### Text shown
═══

GPU621/Intel Parallel Studio Inspector

From CDOT Wiki
Revision as of 14:27, 27 November 2020 by Hermanlu (talk | contribs) (How to use)
Jump to: navigation, search

GPU621/DPS921 | Participants | Groups and Projects | Resources | Glossary

Group Members

1. Yuhao Lu

2. Song Zeng

3. Jiawei Yang

Intel Parallel Studio Inspector


The purpose of this project is to provide a functional overview of the Intel Inspector, which is a correctness checking program that detects and locates threading errors (deadlocks and data races) and memory errors (memory leaks and illegal memory accesses) of an application. In this project, the functional components and the graphical user interface of the Intel Inspector are demonstrated by use case examples. The successful delivery of this project concludes that how to utilize this tool from Intel to improve the accuracy and efficiency when developing memory and computation-intensive application.

Features and Functionalities

For further information, please refer to the official site of Intel Inspector. Intel Inspector is available as a stand-alone debugger as well as part of the Parallel Studio XE. Intel Inspector is designed to save money, time, data, and effort in developing applications. It is a convenient tool for solving memory, threading, and persistent memory errors of an application.


Intel Inspector provides developers a way to secure their program by detecting and locating memory and threading errors. When a program is large and the logic within it is complicated, the memory and threading bugs become difficult to locate. This is particularly true when developing programs that need to be optimized using multi-threading approaches. Intel Inspector offers parallelization model support, which includes the support to:

  • OpenMP
  • TBB
  • Parallel language extensions for the Intel C++ Compiler
  • Microsoft PPL
  • Win32 and POSIX threads
  • Intel MPI Library

Besides, Intel Inspector also supports various languages (C, C++, and Fortran), operating systems (Windows and Linux), IDEs (Visual Studio, Eclipse, etc.), and compilers (Intel C++, Intel Fortran, Visual C++, GCC, etc.). These all together make Intel Inspector a convenient and efficient tool in helping developers build and test complicated programs and HPCs more easily.


In terms of functionalities, the Intel Inspector four different debuggers: Correctness Analyzer & Debugger, Memory Debugger, Threading Debugger, and Persistent Memory Debugger. In the scope of this course and project, we will focus on the first three debuggers.

Correctness Analyzer & Debugger

Normally a debugging process inserts a breakpoint right at the location where an error occurs. However, it is sometimes hard to find out what exactly the problem is because that location may have been executed hundreds of times. The Correctness Analyzer & Debugger makes the Intel Inspector work on the code without special recompiles for analysis. More, it makes the diagnosis faster by inserting breakpoints just before the error occurs into the debugger so that we know where and when the error occurs.

═══

### Data excerpts
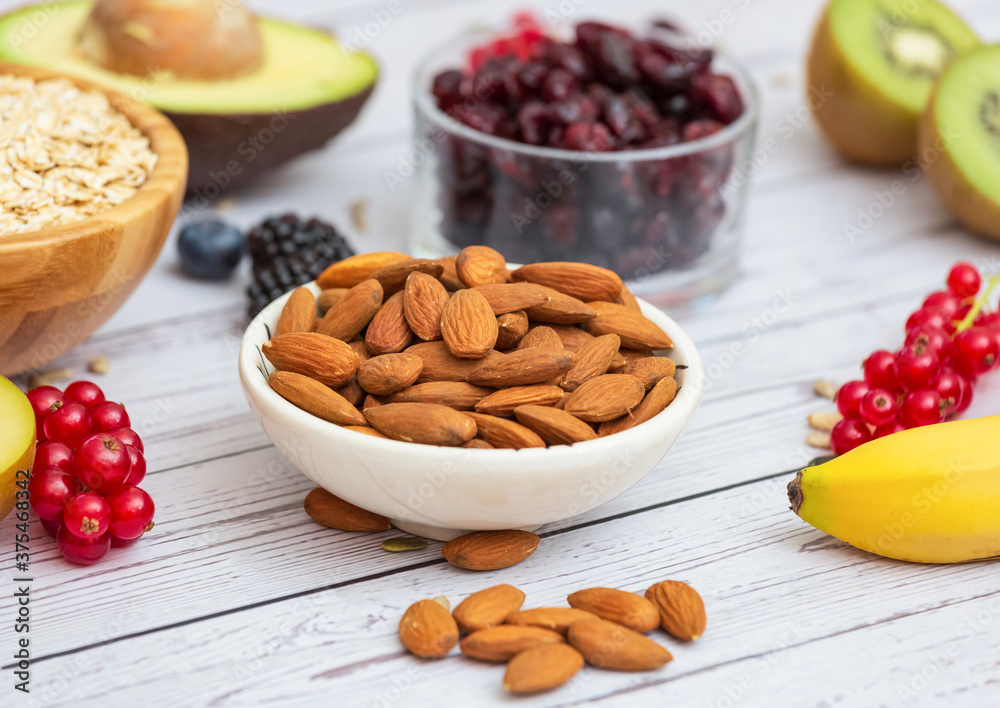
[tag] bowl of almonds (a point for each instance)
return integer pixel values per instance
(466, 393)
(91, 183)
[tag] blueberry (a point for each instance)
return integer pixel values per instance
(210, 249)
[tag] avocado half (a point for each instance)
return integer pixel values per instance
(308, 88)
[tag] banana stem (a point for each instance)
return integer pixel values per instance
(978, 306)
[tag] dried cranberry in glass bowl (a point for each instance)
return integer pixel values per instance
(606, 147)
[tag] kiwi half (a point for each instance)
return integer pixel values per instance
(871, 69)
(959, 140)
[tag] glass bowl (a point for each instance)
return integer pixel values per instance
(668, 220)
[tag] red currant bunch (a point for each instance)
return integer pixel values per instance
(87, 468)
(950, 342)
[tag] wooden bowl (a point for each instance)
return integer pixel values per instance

═══

### Task brief
Turn the paragraph of the Intel Inspector project page that opens with "Besides, Intel Inspector also supports" into a short bulleted list that keeps its main facts.

### Your response
- Languages: C, C++, Fortran
- Operating systems: Windows, Linux
- IDEs: Visual Studio, Eclipse, etc.
- Compilers: Intel C++, Intel Fortran, Visual C++, GCC, etc.
- Result: a convenient, efficient tool for building and testing complicated programs and HPCs more easily